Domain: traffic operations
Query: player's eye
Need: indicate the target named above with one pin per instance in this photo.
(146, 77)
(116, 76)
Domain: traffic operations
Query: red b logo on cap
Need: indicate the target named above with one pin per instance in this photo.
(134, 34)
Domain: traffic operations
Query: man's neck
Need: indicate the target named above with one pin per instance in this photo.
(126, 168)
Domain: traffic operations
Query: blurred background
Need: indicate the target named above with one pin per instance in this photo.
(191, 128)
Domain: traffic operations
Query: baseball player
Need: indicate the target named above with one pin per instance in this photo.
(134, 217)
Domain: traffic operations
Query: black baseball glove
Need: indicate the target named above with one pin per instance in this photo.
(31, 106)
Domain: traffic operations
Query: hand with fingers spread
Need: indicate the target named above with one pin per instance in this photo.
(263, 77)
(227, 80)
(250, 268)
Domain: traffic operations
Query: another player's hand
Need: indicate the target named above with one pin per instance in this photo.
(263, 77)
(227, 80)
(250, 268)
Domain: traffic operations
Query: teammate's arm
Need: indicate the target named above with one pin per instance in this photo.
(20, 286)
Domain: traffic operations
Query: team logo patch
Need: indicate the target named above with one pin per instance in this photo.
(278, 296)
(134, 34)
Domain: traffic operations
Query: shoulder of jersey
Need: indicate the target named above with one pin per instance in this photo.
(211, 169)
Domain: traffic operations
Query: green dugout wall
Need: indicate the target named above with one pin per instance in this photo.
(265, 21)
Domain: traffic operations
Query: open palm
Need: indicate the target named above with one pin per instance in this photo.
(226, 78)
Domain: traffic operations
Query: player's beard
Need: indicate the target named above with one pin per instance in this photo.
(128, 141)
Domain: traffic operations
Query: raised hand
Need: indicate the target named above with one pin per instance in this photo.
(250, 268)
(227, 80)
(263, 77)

● **Brief**
Give the entries again in full, exactly as they are written.

● **Task output**
Domain: traffic operations
Query: player's eye
Need: indicate the target named above with one pin per instance in this photo.
(146, 77)
(116, 76)
Domain: traffic operations
Query: red b logo on cap
Need: indicate the target named above with one pin per instance in this photo.
(134, 34)
Domain: traffic operations
Query: man's neck
Need: indicate the target named above with one pin per instance in this photo.
(126, 168)
Domain: traffic operations
Query: blurred background
Need: indicate the target named above with one pin per instance in this photo.
(191, 128)
Domain: traffic operations
Query: baseball player
Need: indicate the target named above with one pin per instance in this photo.
(134, 217)
Domain: traffic operations
Query: black baseball glove
Need: indicate the target named above with one pin per instance in this photo.
(31, 106)
Domain: traffic operations
Query: hand with fingers spread
Need: indicate the target named above with one pin per instance in this photo.
(263, 77)
(227, 80)
(250, 268)
Domain: traffic operations
Query: another player's hand
Need: indicate the target named above with one pin per instance in this photo.
(263, 77)
(227, 80)
(250, 268)
Domain: traffic operations
Query: teammate's arm
Need: indicate the target named above with one pin per instance in this photo.
(20, 286)
Domain: traffic operations
Query: team logo patch
Need: indicate the target named above with one pin per instance in this photo.
(278, 296)
(134, 34)
Domain: traffic operations
Query: shoulder of jersey
Need: indicate the target named above with one pin per instance in this photo.
(211, 169)
Domain: traffic operations
Query: green dugout wall
Need: indicate the target named above with one pin per instance in this photo.
(265, 21)
Domain: traffic operations
Query: open palm
Need: indicate the target named above with one pin per instance in this photo.
(226, 78)
Domain: traffic operations
Query: player's beard
Need: indicate the target named above with one pin per instance in this photo.
(128, 141)
Domain: traffic operations
Query: raised hand
Need: indicate the target named above with one pin per instance in this photo.
(250, 268)
(227, 80)
(263, 77)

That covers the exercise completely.